## EXERCISE INSTRUCTIONS
- a) Transcribe part of the Day 3 bioinformatics course page, beginning at the words "Day 3 continues" and stopping after "downstream genomic analyses.".
- b) Pick up the Day 3 bioinformatics course page after its last line and continue it.

## GIVEN PASSAGE
= = = = =

Skip to content

Day 3: Accelerating Bioinformatics: HPC, QC, and Species Identification Essentials

Date: September 3, 2025
Duration: 09:00-13:00 CAT
Focus: HPC infrastructure, quality control, species identification

Overview

Day 3 continues building computational skills with an introduction to the Ilifu HPC infrastructure, then introduces essential genomic characterization techniques including quality control, species identification. These foundational skills are critical for all downstream genomic analyses.

Learning Objectives

By the end of Day 3, you will be able to:

  • Connect to and navigate the Ilifu high-performance computing cluster
  • Submit and manage jobs using the SLURM scheduler
  • Understand resource allocation and job queue management on HPC systems
  • Perform quality checking and control on sequencing data using FastQC
  • Identify species from genomic data using Kraken2 and other tools

Schedule

Time (CAT) Topic Links Trainer
09:00 Introduction High Performance Computing (HPC) – Ilifu NotesPractical 1Practical 2 Mamana Mbiyavanga
11:00 Break
11:30 Quality checking and control, as well as species identification Practical Arash Iranzadeh

Key Topics

1. QC and Species Identification Essentials

  • Quality checking, and adapter and low read quality filtering
  • Contamination detection and removal
  • Species identification or confirmation

2. High Performance Computing (HPC) - Ilifu Infrastructure

  • Introduction to cluster computing concepts
  • Ilifu cluster architecture and capabilities
  • SSH connections and authentication
  • SLURM job scheduling system
  • Resource allocation (CPU, memory, time)

= = = = =

## SUPPLIED ENTRIES
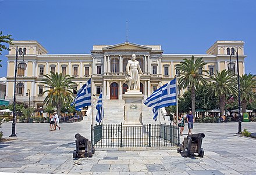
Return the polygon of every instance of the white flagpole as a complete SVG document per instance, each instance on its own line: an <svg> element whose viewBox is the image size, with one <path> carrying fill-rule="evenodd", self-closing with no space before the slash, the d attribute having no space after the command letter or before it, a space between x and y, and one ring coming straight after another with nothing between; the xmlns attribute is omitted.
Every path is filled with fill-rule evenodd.
<svg viewBox="0 0 256 175"><path fill-rule="evenodd" d="M178 83L177 83L177 77L175 75L175 86L176 86L176 116L177 116L177 125L178 123L179 119L179 108L178 108Z"/></svg>
<svg viewBox="0 0 256 175"><path fill-rule="evenodd" d="M91 76L91 125L93 126L93 92L94 89L93 88L93 75Z"/></svg>

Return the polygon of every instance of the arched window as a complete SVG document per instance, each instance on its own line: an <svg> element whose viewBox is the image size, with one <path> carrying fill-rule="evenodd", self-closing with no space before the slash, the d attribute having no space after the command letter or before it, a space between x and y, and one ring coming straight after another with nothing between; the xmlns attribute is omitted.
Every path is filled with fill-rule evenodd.
<svg viewBox="0 0 256 175"><path fill-rule="evenodd" d="M144 59L141 57L138 57L137 59L137 61L138 61L140 63L140 67L141 69L141 71L143 72L144 72Z"/></svg>
<svg viewBox="0 0 256 175"><path fill-rule="evenodd" d="M23 53L24 53L24 54L27 54L27 49L26 48L23 48Z"/></svg>
<svg viewBox="0 0 256 175"><path fill-rule="evenodd" d="M24 92L24 85L22 83L19 83L17 84L17 94L23 94Z"/></svg>
<svg viewBox="0 0 256 175"><path fill-rule="evenodd" d="M118 84L117 83L112 83L110 85L110 99L118 99Z"/></svg>
<svg viewBox="0 0 256 175"><path fill-rule="evenodd" d="M233 48L231 48L231 53L234 55L234 49Z"/></svg>
<svg viewBox="0 0 256 175"><path fill-rule="evenodd" d="M230 49L229 48L227 49L227 54L230 54Z"/></svg>
<svg viewBox="0 0 256 175"><path fill-rule="evenodd" d="M123 84L123 94L127 92L127 89L128 89L128 86L126 83Z"/></svg>
<svg viewBox="0 0 256 175"><path fill-rule="evenodd" d="M20 68L20 66L19 66L19 64L20 64L20 63L18 64L17 70L17 75L24 76L24 75L25 74L25 70L22 69Z"/></svg>
<svg viewBox="0 0 256 175"><path fill-rule="evenodd" d="M125 70L126 69L126 65L128 63L128 58L125 58L123 59L123 72L125 72Z"/></svg>
<svg viewBox="0 0 256 175"><path fill-rule="evenodd" d="M119 60L118 58L113 58L111 59L111 72L119 72Z"/></svg>
<svg viewBox="0 0 256 175"><path fill-rule="evenodd" d="M143 86L143 84L141 83L140 83L140 92L141 92L142 93L144 94L144 86Z"/></svg>
<svg viewBox="0 0 256 175"><path fill-rule="evenodd" d="M19 52L18 52L18 54L19 54L19 55L22 54L22 48L19 48Z"/></svg>

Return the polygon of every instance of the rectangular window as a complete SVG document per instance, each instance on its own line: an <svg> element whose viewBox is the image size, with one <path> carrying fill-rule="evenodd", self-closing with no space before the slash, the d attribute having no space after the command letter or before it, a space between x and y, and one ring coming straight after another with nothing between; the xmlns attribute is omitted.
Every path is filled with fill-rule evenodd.
<svg viewBox="0 0 256 175"><path fill-rule="evenodd" d="M77 76L78 75L78 67L74 67L73 68L73 75L74 75L74 76Z"/></svg>
<svg viewBox="0 0 256 175"><path fill-rule="evenodd" d="M169 75L169 67L165 67L165 75Z"/></svg>
<svg viewBox="0 0 256 175"><path fill-rule="evenodd" d="M74 95L77 94L77 87L74 87L74 89L73 89L73 94Z"/></svg>
<svg viewBox="0 0 256 175"><path fill-rule="evenodd" d="M177 68L176 68L175 69L175 74L176 74L176 75L177 75L177 76L180 75L180 70Z"/></svg>
<svg viewBox="0 0 256 175"><path fill-rule="evenodd" d="M39 95L42 95L42 90L43 90L43 89L42 89L42 86L38 86L38 88L39 88L39 89L38 89L38 94Z"/></svg>
<svg viewBox="0 0 256 175"><path fill-rule="evenodd" d="M209 68L209 72L210 75L214 75L214 67L210 67Z"/></svg>
<svg viewBox="0 0 256 175"><path fill-rule="evenodd" d="M157 67L154 65L152 67L152 74L157 74Z"/></svg>
<svg viewBox="0 0 256 175"><path fill-rule="evenodd" d="M101 66L97 66L97 74L101 74Z"/></svg>
<svg viewBox="0 0 256 175"><path fill-rule="evenodd" d="M101 94L101 86L96 86L96 94Z"/></svg>
<svg viewBox="0 0 256 175"><path fill-rule="evenodd" d="M62 75L66 75L67 74L67 68L66 67L62 67Z"/></svg>
<svg viewBox="0 0 256 175"><path fill-rule="evenodd" d="M202 74L202 68L201 67L198 68L198 74L200 75Z"/></svg>
<svg viewBox="0 0 256 175"><path fill-rule="evenodd" d="M89 75L89 67L84 67L84 75Z"/></svg>
<svg viewBox="0 0 256 175"><path fill-rule="evenodd" d="M157 89L157 86L153 86L153 92L156 91Z"/></svg>
<svg viewBox="0 0 256 175"><path fill-rule="evenodd" d="M39 75L40 76L44 75L44 67L41 67L39 68Z"/></svg>
<svg viewBox="0 0 256 175"><path fill-rule="evenodd" d="M55 73L55 67L51 67L51 71L54 72Z"/></svg>

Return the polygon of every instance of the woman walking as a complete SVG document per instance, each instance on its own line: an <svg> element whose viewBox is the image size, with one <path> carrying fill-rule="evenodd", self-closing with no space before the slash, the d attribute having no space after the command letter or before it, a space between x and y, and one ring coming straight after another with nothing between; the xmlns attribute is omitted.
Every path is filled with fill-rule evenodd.
<svg viewBox="0 0 256 175"><path fill-rule="evenodd" d="M185 122L184 121L183 118L183 114L180 114L180 116L179 116L179 120L178 120L178 125L179 127L180 127L180 136L182 136L182 132L184 130L184 126L185 126Z"/></svg>

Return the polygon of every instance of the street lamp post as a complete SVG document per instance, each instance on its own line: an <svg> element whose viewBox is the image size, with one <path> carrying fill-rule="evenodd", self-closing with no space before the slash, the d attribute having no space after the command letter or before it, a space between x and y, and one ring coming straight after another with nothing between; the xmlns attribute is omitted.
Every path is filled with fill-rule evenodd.
<svg viewBox="0 0 256 175"><path fill-rule="evenodd" d="M29 108L30 108L30 89L29 89L27 90L27 93L26 93L26 96L29 96ZM27 119L28 119L27 122L30 123L30 116L29 116L29 118Z"/></svg>
<svg viewBox="0 0 256 175"><path fill-rule="evenodd" d="M237 83L238 83L238 133L241 134L242 130L242 118L241 116L241 100L240 100L240 76L239 76L239 64L238 60L238 48L236 48L236 51L232 50L230 54L230 62L227 65L229 70L234 72L234 64L231 62L231 57L234 55L234 52L236 53L236 64L237 67Z"/></svg>
<svg viewBox="0 0 256 175"><path fill-rule="evenodd" d="M18 52L19 55L21 55L23 57L23 62L20 63L19 65L17 65L18 63ZM24 62L24 53L22 50L18 51L18 47L16 47L16 53L15 57L15 71L14 75L14 92L13 92L13 114L12 118L12 134L10 137L17 137L17 135L15 134L15 120L16 116L16 79L17 79L17 69L19 68L22 70L26 70L27 68L27 64Z"/></svg>

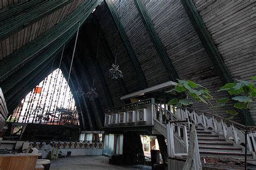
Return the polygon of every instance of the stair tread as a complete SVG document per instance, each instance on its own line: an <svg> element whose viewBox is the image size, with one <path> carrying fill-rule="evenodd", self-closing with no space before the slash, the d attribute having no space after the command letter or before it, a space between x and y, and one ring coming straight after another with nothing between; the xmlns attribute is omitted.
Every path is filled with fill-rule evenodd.
<svg viewBox="0 0 256 170"><path fill-rule="evenodd" d="M221 147L221 146L199 146L199 149L200 148L205 148L205 149L212 149L212 150L238 150L241 151L242 150L241 148L239 147Z"/></svg>
<svg viewBox="0 0 256 170"><path fill-rule="evenodd" d="M207 142L207 141L198 141L199 144L207 144L207 145L233 145L233 143L218 143L218 142Z"/></svg>
<svg viewBox="0 0 256 170"><path fill-rule="evenodd" d="M200 153L204 154L227 154L227 155L244 155L245 153L243 152L214 152L209 151L199 151ZM247 155L251 155L252 154L250 153L247 153Z"/></svg>

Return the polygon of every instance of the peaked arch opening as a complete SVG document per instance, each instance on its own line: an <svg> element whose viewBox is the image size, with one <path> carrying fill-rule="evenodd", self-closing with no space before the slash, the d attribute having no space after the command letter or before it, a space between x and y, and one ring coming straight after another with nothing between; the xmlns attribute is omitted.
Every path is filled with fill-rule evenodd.
<svg viewBox="0 0 256 170"><path fill-rule="evenodd" d="M62 70L56 69L36 86L7 122L79 125L75 100Z"/></svg>

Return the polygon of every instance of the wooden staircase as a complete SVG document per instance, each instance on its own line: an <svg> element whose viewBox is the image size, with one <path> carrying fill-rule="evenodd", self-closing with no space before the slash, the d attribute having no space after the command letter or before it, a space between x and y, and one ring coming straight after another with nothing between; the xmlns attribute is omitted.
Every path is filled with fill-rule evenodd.
<svg viewBox="0 0 256 170"><path fill-rule="evenodd" d="M201 126L196 126L196 129L200 156L201 158L235 158L244 159L244 147L235 145L232 140L225 139L219 134L205 129ZM188 136L189 141L189 133ZM247 157L247 159L253 159L253 155L249 152Z"/></svg>
<svg viewBox="0 0 256 170"><path fill-rule="evenodd" d="M167 138L169 157L188 157L188 148L191 141L188 126L194 124L197 135L193 141L196 143L198 153L193 156L198 157L197 160L200 159L201 163L208 163L207 160L211 159L244 161L245 135L242 133L242 125L219 117L217 119L214 116L206 116L203 112L197 114L194 110L188 111L186 109L180 109L180 115L178 116L178 114L174 115L159 106L157 105L156 108L156 112L160 114L157 117L153 117L154 128ZM164 115L169 119L169 126L167 122L162 120ZM179 123L184 120L187 121L186 124ZM170 129L167 130L168 128ZM247 160L255 162L256 165L255 133L247 136ZM201 164L198 166L201 167Z"/></svg>

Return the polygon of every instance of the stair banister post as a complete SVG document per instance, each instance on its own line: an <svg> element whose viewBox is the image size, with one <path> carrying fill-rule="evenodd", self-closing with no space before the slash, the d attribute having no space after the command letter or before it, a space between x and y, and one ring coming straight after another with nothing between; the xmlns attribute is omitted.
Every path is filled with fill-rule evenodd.
<svg viewBox="0 0 256 170"><path fill-rule="evenodd" d="M159 112L159 121L161 123L163 123L163 111L162 109L160 109Z"/></svg>
<svg viewBox="0 0 256 170"><path fill-rule="evenodd" d="M188 126L190 124L188 124ZM184 139L185 140L185 144L186 145L186 151L187 153L188 152L188 140L187 139L187 127L186 125L184 126Z"/></svg>
<svg viewBox="0 0 256 170"><path fill-rule="evenodd" d="M203 122L204 123L204 128L206 129L206 122L205 122L205 118L204 113L203 113Z"/></svg>
<svg viewBox="0 0 256 170"><path fill-rule="evenodd" d="M221 125L222 125L222 129L223 130L223 135L224 135L224 137L227 137L227 130L226 129L226 126L224 125L224 123L223 123L223 120L221 119Z"/></svg>
<svg viewBox="0 0 256 170"><path fill-rule="evenodd" d="M252 146L254 151L256 151L256 141L255 141L254 135L256 134L255 132L249 133L249 135L251 136L251 138L252 141Z"/></svg>
<svg viewBox="0 0 256 170"><path fill-rule="evenodd" d="M179 125L177 125L177 133L178 133L178 136L179 137L181 137L180 136L180 126Z"/></svg>
<svg viewBox="0 0 256 170"><path fill-rule="evenodd" d="M175 156L175 150L174 150L174 133L173 131L174 130L174 127L173 124L171 124L171 150L172 151L172 158L174 158Z"/></svg>
<svg viewBox="0 0 256 170"><path fill-rule="evenodd" d="M251 140L248 133L247 134L246 137L247 138L247 149L249 150L250 152L253 152L253 151L252 150L252 143L251 142Z"/></svg>
<svg viewBox="0 0 256 170"><path fill-rule="evenodd" d="M198 146L198 140L197 139L197 130L194 129L194 152L196 152L196 158L194 158L196 161L196 169L201 169L201 164L200 160L199 148Z"/></svg>
<svg viewBox="0 0 256 170"><path fill-rule="evenodd" d="M238 136L237 135L237 129L235 129L234 127L234 125L232 124L232 129L233 129L233 133L234 133L234 141L235 144L238 144Z"/></svg>
<svg viewBox="0 0 256 170"><path fill-rule="evenodd" d="M215 119L214 116L212 116L212 119L213 120L213 125L214 126L215 133L218 133L218 126L216 123L216 120Z"/></svg>
<svg viewBox="0 0 256 170"><path fill-rule="evenodd" d="M157 111L154 104L151 104L151 124L154 125L153 118L156 118Z"/></svg>

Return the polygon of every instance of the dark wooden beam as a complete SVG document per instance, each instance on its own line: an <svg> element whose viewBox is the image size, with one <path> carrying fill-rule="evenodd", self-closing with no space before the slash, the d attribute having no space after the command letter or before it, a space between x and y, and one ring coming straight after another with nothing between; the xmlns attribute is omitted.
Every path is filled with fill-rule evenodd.
<svg viewBox="0 0 256 170"><path fill-rule="evenodd" d="M66 65L67 64L65 63L65 62L63 62L62 63L62 70L63 71L63 74L64 74L66 80L68 80L68 77L69 76L69 70L68 69L68 67ZM70 81L72 82L73 84L73 90L75 90L76 89L76 84L75 84L75 81L73 80L73 77L71 76L70 78ZM71 82L69 83L71 83ZM77 86L77 84L76 85ZM75 93L73 93L75 95ZM79 100L79 99L78 99ZM90 112L89 111L89 109L88 109L88 106L85 102L85 100L84 98L82 97L82 100L80 99L80 104L81 106L81 109L83 109L84 111L83 112L84 113L84 116L83 118L85 122L85 126L86 126L86 129L87 130L93 130L93 125L92 125L92 120L91 118L91 116L90 116Z"/></svg>
<svg viewBox="0 0 256 170"><path fill-rule="evenodd" d="M73 80L74 82L76 82L76 86L75 86L75 88L76 88L76 89L77 89L79 86L82 87L81 84L80 80L81 79L83 79L83 77L79 77L78 76L78 75L80 73L79 73L80 70L79 70L78 71L77 71L77 69L76 69L77 68L77 66L76 65L77 62L76 60L77 60L77 58L76 58L76 55L74 56L75 61L73 61L73 66L71 68L70 78L72 77L74 80ZM65 61L67 62L68 64L69 65L70 65L71 62L70 57L72 57L72 55L68 55L65 58L65 59L66 59L65 60ZM66 66L68 66L67 64L66 64ZM69 66L69 67L70 67L70 66ZM74 95L75 95L75 93L73 93L73 94ZM90 116L91 117L91 119L92 121L93 129L93 130L102 129L102 122L99 119L99 115L98 112L98 110L96 109L96 108L94 108L92 106L93 104L92 104L91 102L89 101L89 98L86 98L84 95L80 97L80 99L81 98L84 101L84 102L85 103L86 107L88 109L89 114L90 115ZM98 129L97 128L98 128Z"/></svg>
<svg viewBox="0 0 256 170"><path fill-rule="evenodd" d="M75 72L77 73L77 79L80 80L80 86L84 87L86 91L88 91L90 90L90 85L91 82L90 77L87 77L86 74L85 73L85 70L83 67L82 63L85 64L85 61L84 59L83 61L81 61L80 59L80 53L77 52L76 53L75 60L74 61L74 69ZM89 103L92 106L92 108L93 109L93 112L95 113L95 115L96 116L95 117L96 120L97 121L97 125L98 127L98 130L102 129L103 125L104 124L104 110L102 109L102 107L99 102L99 100L98 98L95 98L93 101L90 101L88 98L85 98L86 102ZM99 118L99 121L98 118Z"/></svg>
<svg viewBox="0 0 256 170"><path fill-rule="evenodd" d="M151 39L151 41L154 46L158 55L165 67L167 72L170 74L171 80L177 81L179 79L174 67L168 55L167 54L164 46L163 45L160 38L157 34L151 19L147 13L146 7L142 0L134 0L136 7L139 11L139 15L142 18L145 27L147 30L147 34Z"/></svg>
<svg viewBox="0 0 256 170"><path fill-rule="evenodd" d="M100 45L102 46L103 48L104 51L104 53L106 56L107 57L110 63L114 63L114 56L113 55L113 53L111 51L111 48L109 46L109 43L107 40L106 40L104 33L103 32L103 30L101 29L100 25L96 17L92 13L93 17L91 17L91 21L92 25L95 31L97 30L95 32L98 32L99 30L102 30L100 33ZM95 35L97 35L97 33L95 34ZM118 82L119 86L120 87L120 89L121 90L121 92L123 96L128 94L128 90L127 90L127 88L125 86L125 83L124 83L124 81L123 79L118 79L117 80L117 82Z"/></svg>
<svg viewBox="0 0 256 170"><path fill-rule="evenodd" d="M31 1L1 15L0 40L71 3L70 0Z"/></svg>
<svg viewBox="0 0 256 170"><path fill-rule="evenodd" d="M207 30L204 21L197 11L193 0L181 1L194 30L212 60L213 66L223 83L233 82L233 80L225 65L221 56L218 51L218 49ZM245 112L244 111L242 111L241 114L239 114L239 116L242 120L245 120ZM247 124L249 125L255 125L251 114L248 114Z"/></svg>
<svg viewBox="0 0 256 170"><path fill-rule="evenodd" d="M87 58L91 59L92 62L94 63L93 67L95 67L97 72L97 75L99 76L99 79L100 81L100 83L104 91L104 94L106 96L106 98L107 101L108 105L110 108L114 107L114 103L110 93L110 90L109 90L109 86L107 83L105 79L105 77L103 75L103 72L99 66L99 63L98 61L96 59L96 54L93 51L93 47L91 46L90 43L88 43L87 41L83 41L83 40L85 40L86 38L86 36L84 35L81 34L80 38L78 39L78 46L79 47L79 51L81 53L82 55L84 56L85 59ZM86 74L86 76L89 80L89 82L90 82L91 86L92 86L92 78L90 76L89 73L89 70L87 70L87 73Z"/></svg>
<svg viewBox="0 0 256 170"><path fill-rule="evenodd" d="M45 32L36 40L28 43L14 52L9 57L1 60L0 82L23 67L38 53L45 49L45 47L50 46L51 46L51 49L54 50L52 45L56 44L56 41L63 37L66 37L66 38L63 38L62 43L58 44L59 46L57 49L59 48L76 33L78 29L78 22L83 24L92 10L102 1L85 1L65 19ZM57 49L55 49L57 50Z"/></svg>
<svg viewBox="0 0 256 170"><path fill-rule="evenodd" d="M116 23L117 29L119 31L121 38L123 40L125 49L131 59L133 65L135 68L136 74L138 76L138 81L142 89L144 89L148 87L146 77L143 73L142 67L138 61L136 55L132 49L132 46L130 43L128 37L126 36L124 29L121 23L119 17L114 8L113 2L111 0L105 0L106 4L109 8L109 11L113 17L113 19Z"/></svg>

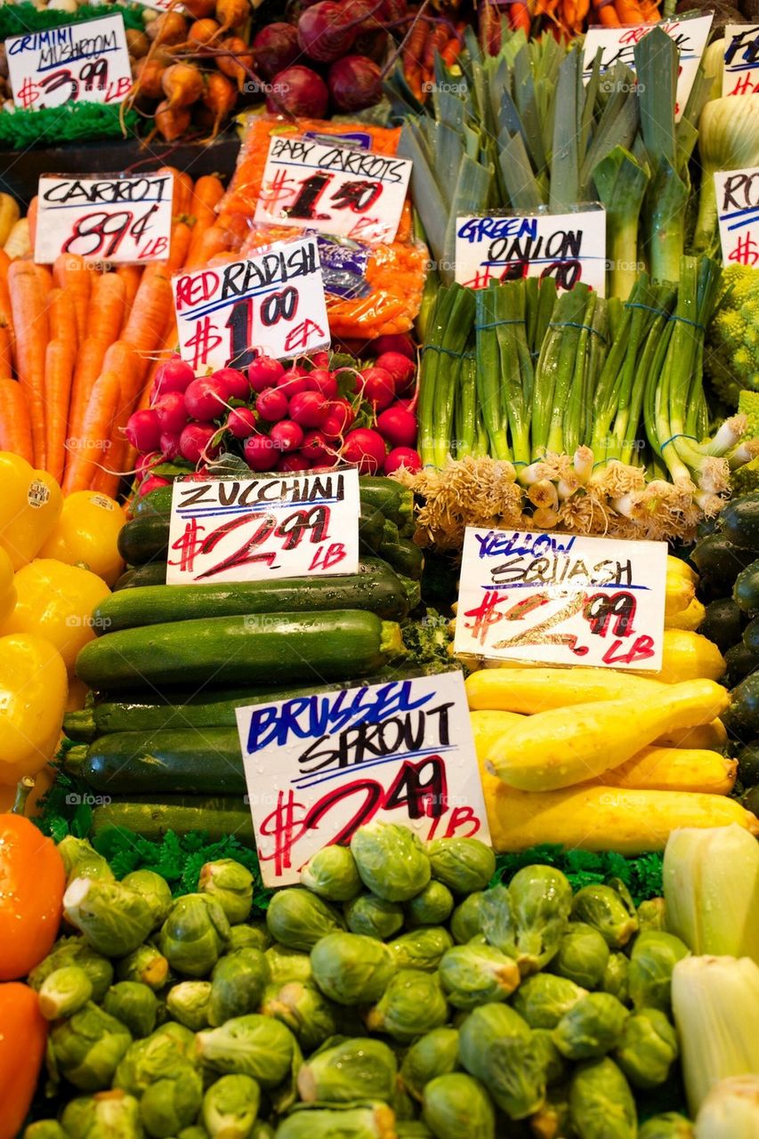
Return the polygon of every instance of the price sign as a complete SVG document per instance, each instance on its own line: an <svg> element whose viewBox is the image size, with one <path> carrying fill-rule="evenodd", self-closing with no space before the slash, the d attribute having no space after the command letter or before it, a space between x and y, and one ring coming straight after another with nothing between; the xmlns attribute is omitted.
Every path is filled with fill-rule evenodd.
<svg viewBox="0 0 759 1139"><path fill-rule="evenodd" d="M34 260L50 264L59 253L116 263L166 257L173 181L171 174L43 174Z"/></svg>
<svg viewBox="0 0 759 1139"><path fill-rule="evenodd" d="M392 241L410 174L409 158L275 134L254 221Z"/></svg>
<svg viewBox="0 0 759 1139"><path fill-rule="evenodd" d="M179 351L196 372L246 368L329 345L316 238L277 241L247 261L172 279Z"/></svg>
<svg viewBox="0 0 759 1139"><path fill-rule="evenodd" d="M132 89L122 16L11 35L6 55L14 103L25 110L123 103Z"/></svg>
<svg viewBox="0 0 759 1139"><path fill-rule="evenodd" d="M674 40L679 51L679 69L677 74L677 104L675 117L678 120L685 110L691 95L693 81L699 71L701 56L707 47L713 13L705 16L683 16L675 19L661 19L658 24L629 24L625 27L589 27L585 36L582 55L582 77L587 83L593 71L593 63L598 49L602 50L601 67L606 71L617 63L622 63L635 71L635 46L654 27Z"/></svg>
<svg viewBox="0 0 759 1139"><path fill-rule="evenodd" d="M666 542L467 527L456 653L661 669Z"/></svg>
<svg viewBox="0 0 759 1139"><path fill-rule="evenodd" d="M373 819L489 842L460 672L237 708L266 886Z"/></svg>
<svg viewBox="0 0 759 1139"><path fill-rule="evenodd" d="M583 281L606 289L606 211L456 219L456 280L485 288L491 280L553 277L558 288Z"/></svg>
<svg viewBox="0 0 759 1139"><path fill-rule="evenodd" d="M177 481L166 584L357 573L358 517L356 467Z"/></svg>
<svg viewBox="0 0 759 1139"><path fill-rule="evenodd" d="M759 92L759 24L727 24L723 95Z"/></svg>

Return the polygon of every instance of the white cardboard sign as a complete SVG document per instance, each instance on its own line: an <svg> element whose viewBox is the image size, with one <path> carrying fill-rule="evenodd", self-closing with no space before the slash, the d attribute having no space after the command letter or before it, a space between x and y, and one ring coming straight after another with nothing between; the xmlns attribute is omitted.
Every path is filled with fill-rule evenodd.
<svg viewBox="0 0 759 1139"><path fill-rule="evenodd" d="M460 672L237 708L266 886L372 820L490 841Z"/></svg>
<svg viewBox="0 0 759 1139"><path fill-rule="evenodd" d="M121 15L11 35L6 55L14 103L25 110L123 103L132 89Z"/></svg>
<svg viewBox="0 0 759 1139"><path fill-rule="evenodd" d="M284 360L329 345L316 238L276 241L246 261L172 278L179 351L197 374Z"/></svg>
<svg viewBox="0 0 759 1139"><path fill-rule="evenodd" d="M661 669L666 542L467 527L455 652Z"/></svg>
<svg viewBox="0 0 759 1139"><path fill-rule="evenodd" d="M169 255L172 174L43 174L34 260L51 264L59 253L116 264Z"/></svg>
<svg viewBox="0 0 759 1139"><path fill-rule="evenodd" d="M410 174L409 158L275 134L253 220L392 241Z"/></svg>
<svg viewBox="0 0 759 1139"><path fill-rule="evenodd" d="M485 288L491 280L553 277L558 288L578 281L606 290L606 211L501 214L456 219L456 280Z"/></svg>
<svg viewBox="0 0 759 1139"><path fill-rule="evenodd" d="M356 467L177 480L166 584L357 573L358 519Z"/></svg>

= = = = =

## PER-TASK OUTPUTS
- a)
Day 3 continues building computational skills with an introduction to the Ilifu HPC infrastructure, then introduces essential genomic characterization techniques including quality control, species identification. These foundational skills are critical for all downstream genomic analyses.

- b)
  • Module system for software management

3. SLURM Job Management

  • Writing and submitting batch scripts
  • Interactive vs batch jobs
  • Job monitoring and queue management
  • Resource specification and optimization
  • Output and error file handling
  • Best practices for efficient HPC usage

Tools and Software

HPC Environment

  • Ilifu cluster - High-performance computing infrastructure
  • SLURM - Job scheduling system
  • Module system - Software environment management
  • SSH clients - Remote connection tools

Quality Control Tools

  • FASTQC - Quality checking
  • MULTIQC - Quality checking and amalgation of reports
  • Trimmomatic - Filter adapters and low quality reads
  • Fastp - Filter adapters and low quality reads
  • KRAKEN2 - Species Identification

Hands-on Exercises

Exercise 2: Ilifu HPC Connection and Setup (30 minutes)

Connect to the Ilifu cluster and set up your working environment.

# Connect to Ilifu via SSH
ssh username@slurm.ilifu.ac.za

# Explore the HPC environment
pwd                    # Check current directory
module avail          # List available software
module load python    # Load software module

# Check cluster resources
sinfo                 # View cluster partitions
squeue               # Check job queue

Exercise 3: SLURM Job Submission (60 minutes)

Learn to submit and manage jobs on the HPC cluster.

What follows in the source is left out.